-- SOURCE MATERIAL follows --

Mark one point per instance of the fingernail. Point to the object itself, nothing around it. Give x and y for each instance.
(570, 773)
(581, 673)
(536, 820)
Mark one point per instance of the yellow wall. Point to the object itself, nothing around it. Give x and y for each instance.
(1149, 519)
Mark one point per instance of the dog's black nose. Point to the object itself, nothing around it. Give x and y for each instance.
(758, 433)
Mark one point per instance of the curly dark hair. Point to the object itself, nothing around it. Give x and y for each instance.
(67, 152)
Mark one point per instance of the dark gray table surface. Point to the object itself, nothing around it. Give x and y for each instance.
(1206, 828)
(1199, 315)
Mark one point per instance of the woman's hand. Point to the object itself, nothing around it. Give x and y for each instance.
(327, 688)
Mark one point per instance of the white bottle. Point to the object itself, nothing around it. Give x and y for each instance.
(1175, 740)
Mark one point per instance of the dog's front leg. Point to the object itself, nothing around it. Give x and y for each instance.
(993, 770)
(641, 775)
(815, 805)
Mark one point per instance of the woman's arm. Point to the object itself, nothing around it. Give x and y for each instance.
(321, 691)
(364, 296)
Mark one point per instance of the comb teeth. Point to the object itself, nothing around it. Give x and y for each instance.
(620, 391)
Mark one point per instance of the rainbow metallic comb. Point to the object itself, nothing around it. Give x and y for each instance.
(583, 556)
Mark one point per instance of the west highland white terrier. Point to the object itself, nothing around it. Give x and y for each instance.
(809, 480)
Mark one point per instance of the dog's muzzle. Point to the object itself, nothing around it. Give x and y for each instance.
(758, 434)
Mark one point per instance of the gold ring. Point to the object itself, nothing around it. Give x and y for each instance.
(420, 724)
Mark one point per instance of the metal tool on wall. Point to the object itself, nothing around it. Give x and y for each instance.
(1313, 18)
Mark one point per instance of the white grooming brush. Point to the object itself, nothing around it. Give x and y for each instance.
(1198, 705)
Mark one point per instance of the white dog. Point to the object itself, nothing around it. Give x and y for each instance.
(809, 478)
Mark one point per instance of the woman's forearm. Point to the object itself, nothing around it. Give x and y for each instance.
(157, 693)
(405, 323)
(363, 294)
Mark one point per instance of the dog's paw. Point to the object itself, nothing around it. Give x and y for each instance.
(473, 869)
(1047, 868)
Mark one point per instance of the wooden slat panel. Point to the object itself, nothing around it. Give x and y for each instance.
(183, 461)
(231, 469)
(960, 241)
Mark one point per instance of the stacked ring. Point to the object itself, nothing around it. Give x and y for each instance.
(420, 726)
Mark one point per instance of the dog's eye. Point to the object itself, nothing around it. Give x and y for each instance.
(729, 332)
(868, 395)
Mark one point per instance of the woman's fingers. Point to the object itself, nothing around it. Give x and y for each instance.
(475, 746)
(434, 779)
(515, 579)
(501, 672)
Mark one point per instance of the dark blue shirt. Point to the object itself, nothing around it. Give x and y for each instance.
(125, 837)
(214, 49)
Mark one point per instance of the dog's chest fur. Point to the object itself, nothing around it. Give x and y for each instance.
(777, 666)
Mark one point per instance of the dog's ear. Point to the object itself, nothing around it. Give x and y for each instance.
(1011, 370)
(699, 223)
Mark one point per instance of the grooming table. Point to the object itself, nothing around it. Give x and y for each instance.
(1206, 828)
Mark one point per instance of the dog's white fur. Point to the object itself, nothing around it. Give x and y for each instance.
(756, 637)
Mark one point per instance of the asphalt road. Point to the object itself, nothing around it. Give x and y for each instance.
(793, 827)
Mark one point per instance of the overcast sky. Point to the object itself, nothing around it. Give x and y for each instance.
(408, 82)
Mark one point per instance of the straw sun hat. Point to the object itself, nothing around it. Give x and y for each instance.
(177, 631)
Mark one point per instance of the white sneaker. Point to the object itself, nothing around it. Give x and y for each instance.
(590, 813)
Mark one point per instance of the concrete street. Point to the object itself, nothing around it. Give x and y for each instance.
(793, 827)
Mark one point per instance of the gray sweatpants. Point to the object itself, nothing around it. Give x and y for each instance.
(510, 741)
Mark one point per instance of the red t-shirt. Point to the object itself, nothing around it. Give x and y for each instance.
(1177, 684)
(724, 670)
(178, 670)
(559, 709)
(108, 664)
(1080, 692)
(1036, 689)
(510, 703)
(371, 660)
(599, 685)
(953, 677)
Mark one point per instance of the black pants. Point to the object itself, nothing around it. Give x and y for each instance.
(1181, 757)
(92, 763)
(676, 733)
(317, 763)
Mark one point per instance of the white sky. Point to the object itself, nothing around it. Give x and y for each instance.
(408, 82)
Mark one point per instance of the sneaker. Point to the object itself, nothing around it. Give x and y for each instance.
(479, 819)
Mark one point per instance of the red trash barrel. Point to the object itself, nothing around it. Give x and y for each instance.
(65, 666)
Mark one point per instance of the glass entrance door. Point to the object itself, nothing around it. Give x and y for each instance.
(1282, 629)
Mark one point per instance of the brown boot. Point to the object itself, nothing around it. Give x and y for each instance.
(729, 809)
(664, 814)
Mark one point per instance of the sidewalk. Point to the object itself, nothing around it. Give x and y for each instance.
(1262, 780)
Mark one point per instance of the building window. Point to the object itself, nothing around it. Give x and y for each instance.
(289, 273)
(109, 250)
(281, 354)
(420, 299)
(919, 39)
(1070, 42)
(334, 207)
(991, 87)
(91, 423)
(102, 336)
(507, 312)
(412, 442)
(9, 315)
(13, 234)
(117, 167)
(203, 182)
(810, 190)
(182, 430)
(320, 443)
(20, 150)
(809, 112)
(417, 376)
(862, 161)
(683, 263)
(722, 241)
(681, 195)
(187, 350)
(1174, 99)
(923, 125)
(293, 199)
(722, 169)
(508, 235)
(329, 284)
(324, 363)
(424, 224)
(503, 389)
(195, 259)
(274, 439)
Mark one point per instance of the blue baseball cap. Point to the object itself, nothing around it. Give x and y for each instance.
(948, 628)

-- SOURCE MATERIAL concluded --

### TASK OBJECTIVE
Would you retype the full listing without altering a single word?

### RESULT FOR THIS EXERCISE
Mark one point per instance of the fingernail. Point to the object itself, nothing around it. Give x and y for each instance.
(570, 773)
(581, 673)
(536, 820)
Mark one point per instance of the yellow wall. Point to the object itself, nothing around it. Give x and y for each instance.
(1149, 519)
Mark one point per instance of the dog's black nose. Point to the object itself, nothing around it. Give x and y for each instance.
(758, 433)
Mark one point per instance of the curly dark hair. Point to the object itself, nothing around it. Give x and y for each instance.
(67, 152)
Mark one point per instance of the dark gray table surface. Point to the object itself, nothing around it. Give x and y for each instance.
(1206, 828)
(1199, 315)
Mark one point per instance of the woman's hand. Point to the object itself, nothing around it. Give x and y for each instance.
(327, 688)
Mark one point per instance of the white bottle. Point to the object itself, nothing around it. Give x and y for each instance.
(1175, 740)
Mark one point per instance of the dog's front leg. Point to the object itself, nothing around it. Give x and y for each instance.
(993, 770)
(641, 775)
(815, 805)
Mark one point per instance of the woman's arm. Point to the object itself, nothing around it. Give x and y for each instance.
(321, 691)
(364, 296)
Mark one point per instance of the comb teeth. Point to the object itself, nothing around it. Give x and y for each instance.
(620, 391)
Mark one point per instance of the rainbow metallic comb. Point to the object itself, nothing around it. Give x and y for each instance.
(583, 556)
Mark one point per instance of the west highland white terrier. Point to the object itself, nothing around it. Give x and y for each instance.
(809, 480)
Mark one point per instance of the dog's muzzle. Point to the object itself, nothing around it. Give x and y for each instance.
(758, 434)
Mark one point per instance of the gold ring. Point to the object itself, nothing around it. Give x and y for each instance.
(420, 724)
Mark one point per instance of the metal tool on wall. Point to the object itself, nothing around it. Give x and y for each instance.
(1313, 18)
Mark one point per instance of the white grooming brush. Point to the object itself, nothing around it. Give x and y for each instance.
(1198, 705)
Mark one point per instance of the white dog. Point to the object itself, nothing around it. Give x and y for each instance.
(809, 478)
Mark one point per instance of the woman's forearm. Point to the object itself, nothing around it. Give x and y for each instance.
(157, 693)
(405, 323)
(363, 294)
Mark one point per instance of the dog's paw. Point to the object itself, nothing around it. Give x and y for each instance.
(473, 869)
(1047, 868)
Mark one point per instance of the wooden slat panel. Point to the object itself, nothing around it. Give x and y for each instance.
(183, 461)
(231, 469)
(960, 241)
Mark one point per instance of the stacked ring. Point to the object itself, nothing around it. Give x and y for each instance.
(420, 726)
Mark one point per instance of the dog's eye. Point to the object itself, nothing around it. Give x and y for each instance.
(729, 332)
(868, 395)
Mark one point per instance of the woman's fingers. Point to the object itself, nothing around it. Give x and y for each instance.
(475, 746)
(434, 779)
(515, 579)
(501, 672)
Mark one point per instance of the dark blue shirt. Point to the object itself, nothing around it. Give x and y for each instance.
(125, 837)
(214, 49)
Mark one point per instance of the dog's chest fur. Point to the object itself, nothing around it. Give x and y for each instance.
(777, 666)
Mark one point per instance of the dog's ear. Point to the object itself, nothing around it. Give x and y for each instance.
(1011, 370)
(699, 223)
Mark one point per instance of the grooming table. Point to the object itself, nothing around it. Give x and y for each instance.
(1206, 828)
Mark one point per instance of the dog's white fur. Point to the object itself, nothing around it. Give x and y for each instance.
(756, 637)
Mark one point per instance of the asphalt road. Point to the object itself, nothing around it. Give x and y for each instance.
(793, 827)
Mark one point per instance of the overcast sky. Point to the object itself, nothing around it. Give x and y for each instance.
(408, 82)
Mark one point per instance of the straw sun hat. Point to the object itself, nothing around it. Give x and y for each instance.
(177, 631)
Mark one point per instance of the white sneaker. Point to the object itself, nothing around it. Give x and y for each instance.
(590, 813)
Mark one point per instance of the concrete street. Point to the object itself, nothing around it. Give x and y for each instance.
(793, 827)
Mark one point per instance of the gray sweatpants. Point to the object itself, nothing around it. Give x and y for each instance.
(510, 741)
Mark one point per instance of the red t-shirt. Point to the object itself, nothing around it. Give x and y for each instance.
(1177, 684)
(724, 670)
(178, 670)
(559, 709)
(108, 664)
(1080, 692)
(1036, 689)
(510, 703)
(371, 660)
(599, 685)
(953, 677)
Mark one point per instance of the black pants. Point to the object itself, nothing around it. Give x and y for each instance.
(1181, 757)
(92, 763)
(676, 733)
(317, 763)
Mark one point per instance of the white sky. Point to the object itself, nothing around it. Give x and y for each instance.
(408, 82)
Mark one point per instance of the sneaker. Point to the object itself, nothing around it. Give x and y for each instance.
(479, 819)
Mark one point per instance of the red trash barrel. Point to the object itself, nothing around it. Give x and y for each instance.
(65, 666)
Mark one point per instance of the glass entrance door. Point to the object itself, nothing around it. Give x and y for each instance.
(1282, 629)
Mark one point per instance of the brown boot. Point to the object itself, nothing around it. Give x and y for each instance.
(729, 809)
(664, 814)
Mark one point per instance of the sidewalk. Point to the object itself, nothing around it. Give x and y for each instance.
(1262, 780)
Mark one point per instance of the building window. Point to the object itself, nothing around it. Give x and y for each instance.
(289, 273)
(109, 250)
(281, 354)
(420, 299)
(919, 39)
(1070, 42)
(334, 207)
(991, 87)
(91, 423)
(102, 336)
(507, 312)
(412, 442)
(9, 315)
(13, 234)
(117, 167)
(203, 182)
(810, 190)
(182, 430)
(320, 443)
(20, 150)
(809, 112)
(417, 376)
(862, 161)
(683, 263)
(722, 241)
(681, 195)
(187, 350)
(1174, 99)
(923, 125)
(293, 199)
(722, 169)
(508, 235)
(329, 284)
(324, 363)
(424, 224)
(503, 389)
(195, 259)
(274, 439)
Mark one point per instance of the blue baseball cap. Point to the object itself, nothing around it. Give x and y for each instance.
(948, 628)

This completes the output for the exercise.